GOAL: Count the lines in the material below that contain the word "beanie". Reply with that number only.

(Point-based annotation data)
┄┄┄┄┄┄┄┄┄┄

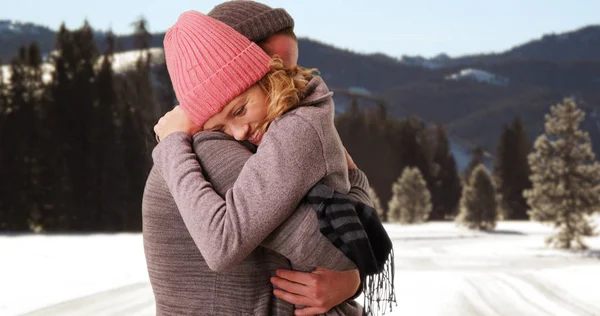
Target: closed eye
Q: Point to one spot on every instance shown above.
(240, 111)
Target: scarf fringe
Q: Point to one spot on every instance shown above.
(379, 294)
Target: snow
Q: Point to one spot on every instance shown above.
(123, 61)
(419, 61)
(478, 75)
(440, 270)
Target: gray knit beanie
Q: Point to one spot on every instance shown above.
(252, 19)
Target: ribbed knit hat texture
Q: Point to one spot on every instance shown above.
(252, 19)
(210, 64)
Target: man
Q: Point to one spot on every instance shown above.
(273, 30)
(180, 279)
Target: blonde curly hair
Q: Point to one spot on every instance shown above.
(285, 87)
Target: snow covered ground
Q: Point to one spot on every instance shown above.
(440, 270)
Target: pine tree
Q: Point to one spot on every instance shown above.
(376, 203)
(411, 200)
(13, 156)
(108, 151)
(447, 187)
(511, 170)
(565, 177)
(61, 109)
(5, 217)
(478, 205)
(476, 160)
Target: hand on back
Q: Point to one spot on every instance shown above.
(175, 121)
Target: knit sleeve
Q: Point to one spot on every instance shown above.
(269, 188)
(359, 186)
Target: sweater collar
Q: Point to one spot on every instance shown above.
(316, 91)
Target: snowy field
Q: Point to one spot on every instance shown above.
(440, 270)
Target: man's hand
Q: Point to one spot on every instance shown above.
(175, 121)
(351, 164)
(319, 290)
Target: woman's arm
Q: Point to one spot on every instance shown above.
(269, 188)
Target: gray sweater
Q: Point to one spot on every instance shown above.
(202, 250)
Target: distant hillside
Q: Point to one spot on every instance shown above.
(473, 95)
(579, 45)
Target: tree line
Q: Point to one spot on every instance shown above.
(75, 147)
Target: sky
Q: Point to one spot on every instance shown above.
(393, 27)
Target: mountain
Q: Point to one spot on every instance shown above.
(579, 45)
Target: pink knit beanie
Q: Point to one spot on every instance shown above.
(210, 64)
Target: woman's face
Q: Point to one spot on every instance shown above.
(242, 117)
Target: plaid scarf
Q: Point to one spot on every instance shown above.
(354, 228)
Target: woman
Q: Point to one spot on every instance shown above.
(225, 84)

┄┄┄┄┄┄┄┄┄┄

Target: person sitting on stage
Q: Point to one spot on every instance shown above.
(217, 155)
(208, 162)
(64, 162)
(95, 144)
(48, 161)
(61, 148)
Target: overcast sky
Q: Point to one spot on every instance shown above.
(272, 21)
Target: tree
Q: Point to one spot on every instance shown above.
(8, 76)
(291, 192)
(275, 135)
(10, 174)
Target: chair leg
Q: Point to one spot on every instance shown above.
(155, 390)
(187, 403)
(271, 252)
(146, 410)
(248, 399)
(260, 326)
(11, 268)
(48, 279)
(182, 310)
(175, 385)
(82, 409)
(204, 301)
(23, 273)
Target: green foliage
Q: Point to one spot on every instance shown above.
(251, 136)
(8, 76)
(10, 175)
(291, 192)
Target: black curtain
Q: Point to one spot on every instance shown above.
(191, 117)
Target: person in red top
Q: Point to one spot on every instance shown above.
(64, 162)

┄┄┄┄┄┄┄┄┄┄

PROBLEM SOLUTION: 2